(Reading passage):
────────────────────

The Survey of Industrial Research and Development Historical Database is a collection of all of the statistics produced and published from the 1953-1998 cycles of the annual Survey of Industrial Research and Development. The database was developed for use by the science, engineering, academic, industrial, and policy making communities to build knowledge of the historical trends in and inform current discussions about the levels of industrial R&D. The survey provides national estimates of the total expenditures on R&D performed within the United States by industrial firms, whether U.S. or foreign owned. It is a sample survey that intends to include or represent all R&D-performing companies, either publicly or privately held. Tabulations from the survey contain R&D statistics by industry, size of company, source of funds, character of R&D, R&D as a percentage of net sales, and R&D contracted to outside organizations and performed outside the United States. They also contain estimates of the sales and total employment of R&D-performing companies, employment of R&D scientists and engineers, and statistics by state.

The database contains the tabulations resulting from the survey since its inception in 1953 through 1998. Before the development of the database, tabulations from surveys prior to 1991 were available only on paper because electronic versions of the annual reports only exist for 1991 through the latest cycle of the survey. These reports are available elsewhere on the Division of Science Resources Studies web site at http://www.nsf.gov/sbe/srs/indus/.

────────────────────

(Entries supplied):
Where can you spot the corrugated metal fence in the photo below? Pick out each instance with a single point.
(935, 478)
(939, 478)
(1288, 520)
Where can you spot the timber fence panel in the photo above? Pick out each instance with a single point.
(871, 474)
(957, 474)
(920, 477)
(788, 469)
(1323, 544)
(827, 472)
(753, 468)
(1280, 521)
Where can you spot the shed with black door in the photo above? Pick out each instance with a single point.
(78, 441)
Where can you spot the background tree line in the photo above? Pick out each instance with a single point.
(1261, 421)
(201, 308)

────────────────────

(Set of tasks):
[1] Sum up the passage on the industrial R&D historical database in two sentences.
[2] Which communities was the database developed for, according to the passage on the industrial R&D historical database? List every one.
[3] Go on with the passage on the industrial R&D historical database, starting after its final sentence.
The records stand apart from the passage on the industrial R&D historical database.

(Answers to the tasks):
[1] The Survey of Industrial Research and Development Historical Database gathers all the statistics published from the 1953-1998 cycles of the annual survey, and it was built to help people learn historical trends in industrial R&D and inform current discussions about its levels. The survey estimates total R&D spending inside the United States by industrial firms, whether U.S. or foreign owned, and before the database existed, results from surveys prior to 1991 were available only on paper.

[2]
- Science
- Engineering
- Academic
- Industrial
- Policy making

[3]
The database contains statistics only through 1998. The reason for this is NSF's industry R&D statistics for 1953-1998 were classified using the same industry coding scheme, the Standard Industrial Classification (SIC) system. Beginning with the statistics from the 1999 survey, a new coding scheme is being used. Statistics for 1999 and later are classified using the North American Industrial Classification System (NAICS). (To give data users a bridge between the two coding systems, several tables that reclassify SIC industries for 1997 and 1998 into the new NAICS industries are included in Research and Development in Industry: 1999.)

The IRIS/Survey of Industrial Research and Development Historical Database 1953-1998 system resembles a databank more than a traditional database system. Rather than firm-specific microdata, it contains the most comprehensive collection of historical national industrial R&D statistics currently available. The database contains over 2,500 tables in Excel spreadsheet format that are easily accessible either by defining various measures (e.g., total R&D) and dimensions (e.g., size of company) of specific research topics or by querying the report in which the tables were first published. The database does not contain microdata because the Bureau of the Census, NSF's collection and tabulation agent, conducts the survey under Title 13 of the United States Code, which prohibits publication or release of data or statistics that may reveal information about individual respondents. Consequently, as in many of the tables published on paper and on the web, some estimates in the database spreadsheets have been withheld to avoid possible disclosure of information about operations of individual companies. Also, the system houses already-prepared spreadsheets that track about two dozen major survey items from the first to the last years they were part of the survey. Again, the system is designed to make these longitudinal tables available via the user-friendly IRIS system.